Try it
Include in the output exactly the lines from the opening of the data through the line containing "Target: man's nose", and nothing more.

Extracted data
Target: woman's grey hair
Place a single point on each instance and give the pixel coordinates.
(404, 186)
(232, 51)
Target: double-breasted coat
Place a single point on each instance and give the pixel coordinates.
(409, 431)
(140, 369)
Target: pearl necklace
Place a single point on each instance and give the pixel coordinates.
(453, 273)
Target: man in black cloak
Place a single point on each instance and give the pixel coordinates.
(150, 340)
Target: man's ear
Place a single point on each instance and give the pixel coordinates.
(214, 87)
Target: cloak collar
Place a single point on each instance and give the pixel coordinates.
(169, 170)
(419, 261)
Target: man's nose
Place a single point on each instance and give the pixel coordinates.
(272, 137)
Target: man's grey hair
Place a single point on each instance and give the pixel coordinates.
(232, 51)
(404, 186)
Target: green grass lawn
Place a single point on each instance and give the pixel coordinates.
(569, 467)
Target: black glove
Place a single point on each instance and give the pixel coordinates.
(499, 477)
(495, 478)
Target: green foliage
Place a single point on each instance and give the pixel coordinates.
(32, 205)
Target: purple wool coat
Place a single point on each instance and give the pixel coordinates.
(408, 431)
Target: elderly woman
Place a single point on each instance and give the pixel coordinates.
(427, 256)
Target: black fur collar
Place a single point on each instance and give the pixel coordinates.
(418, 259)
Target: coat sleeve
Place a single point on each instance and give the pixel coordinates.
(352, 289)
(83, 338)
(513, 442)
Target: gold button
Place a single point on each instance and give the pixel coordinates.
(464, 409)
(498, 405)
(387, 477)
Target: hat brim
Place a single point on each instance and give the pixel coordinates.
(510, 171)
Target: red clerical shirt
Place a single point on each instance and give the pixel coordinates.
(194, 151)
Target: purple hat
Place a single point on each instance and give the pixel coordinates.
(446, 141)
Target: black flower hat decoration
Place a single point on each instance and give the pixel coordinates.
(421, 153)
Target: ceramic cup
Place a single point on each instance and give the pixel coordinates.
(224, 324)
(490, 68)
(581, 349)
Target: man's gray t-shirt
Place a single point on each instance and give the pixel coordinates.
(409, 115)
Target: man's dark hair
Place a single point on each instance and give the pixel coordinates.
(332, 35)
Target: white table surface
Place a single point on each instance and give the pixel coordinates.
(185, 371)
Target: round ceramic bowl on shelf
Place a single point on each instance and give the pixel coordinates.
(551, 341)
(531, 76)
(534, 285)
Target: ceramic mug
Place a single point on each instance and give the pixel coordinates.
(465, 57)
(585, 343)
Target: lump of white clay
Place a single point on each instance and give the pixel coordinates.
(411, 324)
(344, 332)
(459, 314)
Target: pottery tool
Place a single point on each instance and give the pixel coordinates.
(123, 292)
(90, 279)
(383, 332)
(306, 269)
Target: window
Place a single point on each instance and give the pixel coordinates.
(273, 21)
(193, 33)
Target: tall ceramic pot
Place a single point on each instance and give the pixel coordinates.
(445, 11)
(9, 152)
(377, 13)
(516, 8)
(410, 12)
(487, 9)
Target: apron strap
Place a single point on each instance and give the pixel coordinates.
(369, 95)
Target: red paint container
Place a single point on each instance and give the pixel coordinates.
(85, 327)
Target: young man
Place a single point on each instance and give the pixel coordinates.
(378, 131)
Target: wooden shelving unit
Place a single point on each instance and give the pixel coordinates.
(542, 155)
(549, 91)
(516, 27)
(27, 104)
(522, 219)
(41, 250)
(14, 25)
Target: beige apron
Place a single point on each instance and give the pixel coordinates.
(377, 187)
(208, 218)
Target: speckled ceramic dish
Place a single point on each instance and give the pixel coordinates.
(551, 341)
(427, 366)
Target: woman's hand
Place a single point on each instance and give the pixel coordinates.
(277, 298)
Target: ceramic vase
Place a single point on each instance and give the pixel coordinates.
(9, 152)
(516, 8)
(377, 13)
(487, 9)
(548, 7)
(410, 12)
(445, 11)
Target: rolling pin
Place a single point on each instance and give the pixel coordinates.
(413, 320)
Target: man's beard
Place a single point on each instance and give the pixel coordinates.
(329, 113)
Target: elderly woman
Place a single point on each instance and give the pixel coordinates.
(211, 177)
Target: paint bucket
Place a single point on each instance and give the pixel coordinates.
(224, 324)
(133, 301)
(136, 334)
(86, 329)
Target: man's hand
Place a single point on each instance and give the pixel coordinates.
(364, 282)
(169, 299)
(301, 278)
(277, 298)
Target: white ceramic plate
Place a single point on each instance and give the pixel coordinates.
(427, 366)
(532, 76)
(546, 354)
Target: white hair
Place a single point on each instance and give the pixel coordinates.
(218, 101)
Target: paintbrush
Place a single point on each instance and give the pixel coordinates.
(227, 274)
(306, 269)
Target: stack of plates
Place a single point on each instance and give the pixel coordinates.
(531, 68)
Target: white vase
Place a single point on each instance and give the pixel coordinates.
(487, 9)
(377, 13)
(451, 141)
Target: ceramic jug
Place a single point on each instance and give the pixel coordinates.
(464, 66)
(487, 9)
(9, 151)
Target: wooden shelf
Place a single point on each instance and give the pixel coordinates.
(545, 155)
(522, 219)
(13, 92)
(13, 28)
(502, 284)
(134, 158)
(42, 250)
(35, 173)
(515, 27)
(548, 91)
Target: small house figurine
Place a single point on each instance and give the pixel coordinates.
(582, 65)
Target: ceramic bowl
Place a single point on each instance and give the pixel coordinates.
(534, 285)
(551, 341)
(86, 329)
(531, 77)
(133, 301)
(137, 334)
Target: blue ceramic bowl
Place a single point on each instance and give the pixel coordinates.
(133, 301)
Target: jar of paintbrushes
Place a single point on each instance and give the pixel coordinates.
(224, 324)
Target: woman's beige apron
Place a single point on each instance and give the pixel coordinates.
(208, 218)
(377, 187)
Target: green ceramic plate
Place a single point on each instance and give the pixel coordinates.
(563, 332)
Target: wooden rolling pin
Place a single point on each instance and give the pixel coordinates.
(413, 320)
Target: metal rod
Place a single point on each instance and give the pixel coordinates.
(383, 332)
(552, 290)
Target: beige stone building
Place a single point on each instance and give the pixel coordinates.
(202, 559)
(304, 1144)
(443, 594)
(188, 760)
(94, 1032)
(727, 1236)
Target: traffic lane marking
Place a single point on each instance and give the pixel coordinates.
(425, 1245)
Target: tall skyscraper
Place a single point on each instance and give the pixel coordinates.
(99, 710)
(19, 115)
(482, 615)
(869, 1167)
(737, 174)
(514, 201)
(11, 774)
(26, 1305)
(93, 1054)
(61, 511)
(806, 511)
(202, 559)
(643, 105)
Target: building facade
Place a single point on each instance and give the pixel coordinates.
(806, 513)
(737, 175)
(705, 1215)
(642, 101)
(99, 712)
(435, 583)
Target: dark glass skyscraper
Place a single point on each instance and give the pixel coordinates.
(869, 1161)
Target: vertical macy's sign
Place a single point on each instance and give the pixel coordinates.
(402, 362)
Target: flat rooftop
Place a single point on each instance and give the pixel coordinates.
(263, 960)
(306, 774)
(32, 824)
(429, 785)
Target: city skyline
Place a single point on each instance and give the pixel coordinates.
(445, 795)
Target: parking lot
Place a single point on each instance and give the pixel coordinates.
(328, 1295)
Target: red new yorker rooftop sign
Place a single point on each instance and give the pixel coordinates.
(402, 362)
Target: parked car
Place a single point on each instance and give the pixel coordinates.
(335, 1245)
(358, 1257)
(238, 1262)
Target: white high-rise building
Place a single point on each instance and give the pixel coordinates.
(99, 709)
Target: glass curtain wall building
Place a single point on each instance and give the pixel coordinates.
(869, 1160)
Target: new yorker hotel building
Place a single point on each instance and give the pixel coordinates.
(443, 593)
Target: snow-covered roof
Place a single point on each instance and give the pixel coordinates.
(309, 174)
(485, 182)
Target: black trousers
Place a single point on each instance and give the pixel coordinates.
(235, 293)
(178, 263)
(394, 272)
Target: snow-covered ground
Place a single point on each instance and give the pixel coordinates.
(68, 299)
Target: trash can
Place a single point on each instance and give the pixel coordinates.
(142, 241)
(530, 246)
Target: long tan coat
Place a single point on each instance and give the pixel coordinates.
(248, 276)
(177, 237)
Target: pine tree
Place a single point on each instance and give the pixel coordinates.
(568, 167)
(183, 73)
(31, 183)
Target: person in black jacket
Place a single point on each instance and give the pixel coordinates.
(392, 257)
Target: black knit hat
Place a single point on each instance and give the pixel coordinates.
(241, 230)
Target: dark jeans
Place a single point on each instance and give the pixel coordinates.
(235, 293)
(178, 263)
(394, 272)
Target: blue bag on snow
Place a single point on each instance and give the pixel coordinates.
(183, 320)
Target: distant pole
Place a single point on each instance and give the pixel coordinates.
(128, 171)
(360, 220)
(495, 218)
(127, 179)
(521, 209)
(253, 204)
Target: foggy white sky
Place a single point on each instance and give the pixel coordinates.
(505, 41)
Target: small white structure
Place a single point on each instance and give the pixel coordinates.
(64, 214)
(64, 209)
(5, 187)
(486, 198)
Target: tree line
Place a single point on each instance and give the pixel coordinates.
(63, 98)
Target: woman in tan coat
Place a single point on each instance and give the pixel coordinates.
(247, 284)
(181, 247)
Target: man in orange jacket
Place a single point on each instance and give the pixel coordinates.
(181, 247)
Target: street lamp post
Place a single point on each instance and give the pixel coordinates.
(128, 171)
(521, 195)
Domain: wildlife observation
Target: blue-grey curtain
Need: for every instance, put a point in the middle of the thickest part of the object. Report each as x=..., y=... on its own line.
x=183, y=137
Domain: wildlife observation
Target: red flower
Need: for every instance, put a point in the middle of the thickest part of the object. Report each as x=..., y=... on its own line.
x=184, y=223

Result
Target: woman's grey hair
Place a single point on each instance and give the pixel coordinates.
(404, 186)
(232, 51)
Target: double-breasted coat
Place a single point on each instance and give the pixel coordinates.
(409, 431)
(140, 369)
Target: pearl necklace
Place a single point on each instance and give the pixel coordinates.
(453, 273)
Target: man in black cloak
Place a single point on each instance and give the pixel coordinates.
(150, 340)
Target: man's ear
Place a single point on each instance and give the pixel coordinates.
(214, 87)
Target: cloak collar
Place a single point on each instance and give the pixel coordinates.
(169, 170)
(419, 261)
Target: man's nose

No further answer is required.